*Work to complete*. Could you repeat the entries below word for word, leaving nothing out?

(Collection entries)
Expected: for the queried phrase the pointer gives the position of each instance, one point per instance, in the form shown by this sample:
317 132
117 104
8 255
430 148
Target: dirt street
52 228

*Written response*.
Expected: for the queried phrase the pointer gives the position of each instance, one point per instance, in the form shown by this sample:
317 132
117 104
8 255
430 148
Target: dirt street
52 228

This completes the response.